EXERCISE GOAL: Change "rough mask" to "coarse mask" in the entries, starting with the first line and going on through the line with "positive clicks: (93, 161)", and leave everything else unchanged. Give back only those lines.

____________

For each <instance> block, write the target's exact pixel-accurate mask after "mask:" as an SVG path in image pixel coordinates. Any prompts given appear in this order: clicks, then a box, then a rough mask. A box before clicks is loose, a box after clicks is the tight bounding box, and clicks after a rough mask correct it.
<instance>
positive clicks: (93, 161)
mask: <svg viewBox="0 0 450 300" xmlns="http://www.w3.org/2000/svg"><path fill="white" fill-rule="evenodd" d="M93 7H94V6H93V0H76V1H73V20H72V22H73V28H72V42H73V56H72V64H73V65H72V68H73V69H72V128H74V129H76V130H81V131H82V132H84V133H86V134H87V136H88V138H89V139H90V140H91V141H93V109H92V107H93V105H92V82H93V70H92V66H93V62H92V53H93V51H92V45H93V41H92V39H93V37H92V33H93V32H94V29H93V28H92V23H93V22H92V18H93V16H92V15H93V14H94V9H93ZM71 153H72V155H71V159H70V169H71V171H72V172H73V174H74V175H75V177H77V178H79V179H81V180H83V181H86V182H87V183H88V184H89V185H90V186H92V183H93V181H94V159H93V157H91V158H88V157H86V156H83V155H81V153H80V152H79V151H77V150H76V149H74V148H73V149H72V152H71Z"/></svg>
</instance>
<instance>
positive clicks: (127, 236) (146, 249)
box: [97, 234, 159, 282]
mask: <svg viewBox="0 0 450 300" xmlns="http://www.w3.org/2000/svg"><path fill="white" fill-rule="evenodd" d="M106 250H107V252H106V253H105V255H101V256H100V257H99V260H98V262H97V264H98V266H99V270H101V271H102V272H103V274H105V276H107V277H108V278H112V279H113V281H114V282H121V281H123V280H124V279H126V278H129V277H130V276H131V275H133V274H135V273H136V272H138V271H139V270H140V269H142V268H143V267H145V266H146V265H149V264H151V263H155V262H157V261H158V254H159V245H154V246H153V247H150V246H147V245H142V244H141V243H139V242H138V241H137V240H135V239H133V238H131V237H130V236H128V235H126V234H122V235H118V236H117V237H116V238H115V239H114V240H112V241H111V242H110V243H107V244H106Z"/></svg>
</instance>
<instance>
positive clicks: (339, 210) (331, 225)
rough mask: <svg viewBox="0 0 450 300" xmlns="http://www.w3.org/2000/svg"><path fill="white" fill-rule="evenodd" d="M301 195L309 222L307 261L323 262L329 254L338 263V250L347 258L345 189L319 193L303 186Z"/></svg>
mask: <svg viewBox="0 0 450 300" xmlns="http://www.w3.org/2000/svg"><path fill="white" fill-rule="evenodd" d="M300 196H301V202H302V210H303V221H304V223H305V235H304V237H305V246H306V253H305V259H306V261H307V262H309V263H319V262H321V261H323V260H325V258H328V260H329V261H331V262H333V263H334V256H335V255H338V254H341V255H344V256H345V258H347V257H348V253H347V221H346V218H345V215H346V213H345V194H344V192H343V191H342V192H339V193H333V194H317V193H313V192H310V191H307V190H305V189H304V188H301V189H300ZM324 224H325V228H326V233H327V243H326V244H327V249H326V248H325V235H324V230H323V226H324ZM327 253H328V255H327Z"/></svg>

____________

SOLUTION TO THIS EXERCISE:
For each <instance> block, write the target's exact pixel-accurate mask after "mask:" as an SVG path in image pixel coordinates. Any prompts given appear in this order: clicks, then a box, then a coarse mask. A box before clicks is loose, a box after clicks is the tight bounding box, and clicks after a coarse mask correct it.
<instance>
positive clicks: (93, 161)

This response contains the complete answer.